begin Data provided

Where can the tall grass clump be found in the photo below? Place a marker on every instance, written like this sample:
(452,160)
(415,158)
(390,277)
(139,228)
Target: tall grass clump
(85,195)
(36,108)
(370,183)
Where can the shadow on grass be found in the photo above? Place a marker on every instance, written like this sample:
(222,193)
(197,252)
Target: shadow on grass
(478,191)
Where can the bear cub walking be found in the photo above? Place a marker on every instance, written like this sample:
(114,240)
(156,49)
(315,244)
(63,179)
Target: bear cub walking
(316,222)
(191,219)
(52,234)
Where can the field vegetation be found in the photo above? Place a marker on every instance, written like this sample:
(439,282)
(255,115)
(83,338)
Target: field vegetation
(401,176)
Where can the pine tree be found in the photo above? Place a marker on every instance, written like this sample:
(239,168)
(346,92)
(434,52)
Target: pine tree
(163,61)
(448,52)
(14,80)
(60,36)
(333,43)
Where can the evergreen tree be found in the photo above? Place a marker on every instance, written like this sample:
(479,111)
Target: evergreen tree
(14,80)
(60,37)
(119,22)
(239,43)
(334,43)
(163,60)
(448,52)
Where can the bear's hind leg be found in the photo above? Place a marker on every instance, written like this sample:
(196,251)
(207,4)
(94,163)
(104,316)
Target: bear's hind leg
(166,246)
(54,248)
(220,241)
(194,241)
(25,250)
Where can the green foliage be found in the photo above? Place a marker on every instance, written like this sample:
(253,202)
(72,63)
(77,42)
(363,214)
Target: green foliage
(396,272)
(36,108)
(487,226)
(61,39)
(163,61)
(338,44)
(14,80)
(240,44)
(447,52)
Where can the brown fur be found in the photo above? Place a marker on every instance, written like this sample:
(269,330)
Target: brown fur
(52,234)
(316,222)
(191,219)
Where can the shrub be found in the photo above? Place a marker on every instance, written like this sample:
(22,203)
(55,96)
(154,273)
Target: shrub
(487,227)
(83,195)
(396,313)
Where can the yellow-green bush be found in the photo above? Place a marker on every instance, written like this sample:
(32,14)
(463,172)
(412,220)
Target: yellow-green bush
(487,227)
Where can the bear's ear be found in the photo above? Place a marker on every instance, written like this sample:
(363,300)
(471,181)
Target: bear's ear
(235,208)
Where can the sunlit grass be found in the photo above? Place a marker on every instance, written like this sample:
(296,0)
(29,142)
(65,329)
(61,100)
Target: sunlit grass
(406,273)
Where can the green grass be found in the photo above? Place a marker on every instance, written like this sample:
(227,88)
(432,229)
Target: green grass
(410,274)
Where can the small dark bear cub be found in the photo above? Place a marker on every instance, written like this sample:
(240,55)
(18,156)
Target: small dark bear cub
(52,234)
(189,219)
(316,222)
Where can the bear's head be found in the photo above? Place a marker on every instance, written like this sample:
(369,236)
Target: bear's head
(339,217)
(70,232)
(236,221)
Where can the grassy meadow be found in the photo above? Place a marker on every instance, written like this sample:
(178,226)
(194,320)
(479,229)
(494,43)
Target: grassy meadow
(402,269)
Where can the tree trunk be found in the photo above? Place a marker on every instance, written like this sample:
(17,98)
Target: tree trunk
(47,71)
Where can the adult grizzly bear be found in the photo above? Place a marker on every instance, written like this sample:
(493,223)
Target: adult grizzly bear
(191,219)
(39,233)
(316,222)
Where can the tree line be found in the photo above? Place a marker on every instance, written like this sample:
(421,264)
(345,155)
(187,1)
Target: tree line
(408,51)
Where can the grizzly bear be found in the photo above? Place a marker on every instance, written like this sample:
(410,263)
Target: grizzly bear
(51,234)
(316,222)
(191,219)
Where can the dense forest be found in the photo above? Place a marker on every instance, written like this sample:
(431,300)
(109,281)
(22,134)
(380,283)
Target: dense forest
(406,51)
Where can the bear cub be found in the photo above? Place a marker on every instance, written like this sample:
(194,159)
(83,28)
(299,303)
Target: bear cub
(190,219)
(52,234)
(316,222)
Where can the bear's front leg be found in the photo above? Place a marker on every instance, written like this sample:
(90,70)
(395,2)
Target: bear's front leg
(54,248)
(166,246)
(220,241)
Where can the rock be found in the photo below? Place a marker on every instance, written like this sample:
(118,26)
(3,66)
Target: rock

end Data provided

Rewrite everything from the line containing "Where can the bear's front" down to the end of the records, requests included. Scale each answer coordinate by 0.65 and round to the nearest whole number, with halves rounded up, leaving the numbers in the requests and their format samples unchanged.

Where can the bear's front leg be found in the photo above? Place a marker on every instance, written like this sample:
(90,70)
(395,2)
Target: bear's front leg
(35,161)
(108,160)
(143,157)
Where can the rock be found in the photo below? Place a marker on every instance, written like this sample:
(118,26)
(3,66)
Target: rock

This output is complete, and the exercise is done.